(Image point grounding data)
•••••

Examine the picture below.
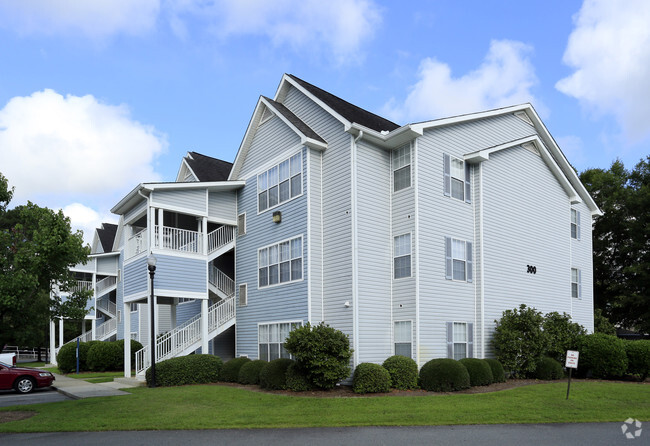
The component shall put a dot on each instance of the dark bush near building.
(498, 374)
(104, 356)
(230, 370)
(601, 356)
(638, 357)
(370, 378)
(444, 375)
(480, 373)
(548, 369)
(403, 372)
(273, 375)
(249, 373)
(191, 369)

•••••

*Task statement*. Copy the line containing "The component shall" and every line after it, through the last line of the records. Include nothing else.

*Task result*.
The component shall put a dot on each instance of the dark bush near building.
(498, 374)
(104, 356)
(230, 370)
(601, 356)
(638, 357)
(370, 378)
(444, 375)
(480, 373)
(548, 369)
(403, 372)
(273, 375)
(249, 373)
(191, 369)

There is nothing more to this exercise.